> [TASKS AND EXERCISES]:
(A) In the debate on the Ballymurphy inquest, list the things that people across Northern Ireland are said to have a determined desire for.
(B) Carry on the parliamentary exchange about the Ballymurphy inquest, starting after its final question.

> [DOCUMENT SEGMENT]:
Yes. I would say to the hon. Gentleman that, as I said in my opening statement actually, the apology is for not just the dreadful incident—the tragedy that we saw at Ballymurphy in 1971—but the period since and what those families and the victims have had to go through. Absolutely.

I welcome the statement and the apology, and I commend the coroner for coming to a definitive decision in the inquest. Does my right hon. Friend agree that we need to acknowledge the hurt and pain felt by all sides of the community, and that we need a spirit of reconciliation so that we can move on in Northern Ireland?

My hon. Friend is absolutely right, and I repeat what I said in my statement: we must never forget. As I said, “We must never dismiss or ignore the past”, but we must learn from it—we must find a way to move forward.

Going to the heart of what my hon. Friend said, my experience of dealing with and talking to people across Northern Ireland—across the whole community of Northern Ireland in civic society—shows that there is a determined desire to have proper reconciliation, stability and sustainability. There is a determination to have a Northern Ireland that is a prosperous and an exciting place to live and work, which it is, so that we can all continue to be proud of it and continue to live with the amazing success we have seen there since the delivery of what was, at the time, a very difficult series of decisions that led to the Good Friday agreement.

The Secretary of State is right to recognise that reconciliation depends on the truth, but the problem with the whole horrendous saga around the murders at Ballymurphy is that a cloud of corruption has hung over it now for nearly five decades. What the Secretary of State describes as serious errors was murder by agents of our state covered up by our state, and we must now recognise the damage that has done. So will the Secretary of State commit to making sure that every effort will now be made to reveal what happened not simply at the time but in the years since to cover this up? That must include access to the records of the security services, because, frankly, if he will not give that commitment, he will be letting down the Ballymurphy families.

As I have said, the Ballymurphy families have waited for far too long, through successive Governments and over too many decades, to get an understanding of what actually happened. We need to find a way forward that can make sure that families such as the Ballymurphy families are able to get that information—that understanding, recognition and truth—much more quickly. That will mean ensuring that they have access to all the information that is available both across Northern Ireland and from the British and UK state.

I welcome the Government’s commitment in the Queen’s Speech to bring forward measures that will address the legacy of the troubles—troubles I remember all too well. Can my right hon. Friend confirm that these measures will be focused on getting answers for victims and their loved ones in a way that allows Northern Ireland to heal and come together, rather than further deepening divisions?

My hon. Friend makes a very important point about the ability to heal and the ability to look forward while always being accountable for and recognising and understanding our past. I can confirm that I am absolutely committed to working to find a way forward that will provide certainty for those who have been directly affected by the events of the troubles and deliver wider reconciliation for Northern Ireland, recognising that Northern Ireland itself suffered during the troubles.

I welcome the Secretary of State’s apology, but, although I mean no disrespect to him, I do feel that something of such gravity really does require the Prime Minister to apologise directly, not by proxy, to the families of those killed, and I hope that he will urge that.

The findings of the inquest into the Ballymurphy killings clearly show that the state was not an observer, but was a participant in the troubles. Does that not surely mean that the Government cannot unilaterally impose a plan to address that conflict legacy, and will he now return to what he previously agreed and ensure that, in dealing with the past, we put victims and their loved ones first?

> [SUPPLIED INFORMATION]:
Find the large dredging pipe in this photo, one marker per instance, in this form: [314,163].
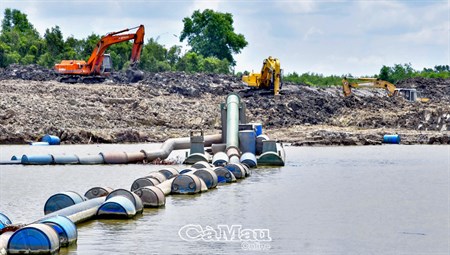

> [TASK RESPONSES]:
(A) Proper reconciliation, stability and sustainability.

(B)
If the hon. Gentleman looks back to my opening statement, he will see that the Prime Minister is and has been apologising directly to the families as well as more publicly and widely, so I will just correct him on that point. More widely, we have got to find a way to ensure that we have a system that works and delivers for people. The Stormont House agreement has been referred to, but the reality is that that was in 2014. We have learned things since then; there has been consultation since then, and it is right that the Government take that into account and we take forward the Stormont House principles in a way that can be delivered and can work for families and for Northern Ireland.

I welcome my right hon Friend’s statement and the fact that the Ballymurphy families have finally been served their long overdue justice. However, I also wish to urge my right hon. Friend to outline as soon as he can a timeline for when we can bring forward the new measures in this parliamentary Session that will deliver answers for all those affected by the legacy of the troubles and put an end to the cycle of investigations and prosecutions, allowing Northern Ireland to move forward with a brighter future.

As set out in the Queen’s Speech, we will bring forward legislation in this Session to address the legacy of the past in Northern Ireland. I am committed to bringing forward legislation that focuses on reconciliation, and if we get that right, it will deliver for victims, for veterans and for all the people of Northern Ireland. That is the work we will be doing in the period ahead.

The humility of Tory Members today is to be welcomed, but three years ago in a Westminster Hall debate, I was shouted down by some of the same Tory Members when I mentioned the actions of the Parachute Regiment in Ballymurphy. Members will of course take their lead from the Prime Minister, and it is disappointing that he is not making the statement here today. Following the publication of the Saville report, Prime Minister David Cameron made a statement and an apology to those families. The Ballymurphy families have been through a similar hell for nearly 50 years, so when will the Prime Minister meet those families, look them in the eye and apologise for the unlawful killing of their loved ones?

As I have said a few times this morning, the Prime Minister is apologising directly to the families.

I thank the Secretary of State for his heartfelt apology. This is a most heartbreaking affair. It cuts right to the quick of a divided city, a divided country and a divided people. As a Protestant man, as a Unionist and as a loyalist, I stretch out my hand of love, of forbearance, of common grief and of compassion to my neighbour who has suffered, and I say to them that their tears and the sting of their tears are the same as the sting of our tears. There is no difference in the colour or feeling of that grief, and we share that grief with them today in a heartfelt and compassionate way. I hope that they accept the sincerity of those remarks and those feelings, which are across our country.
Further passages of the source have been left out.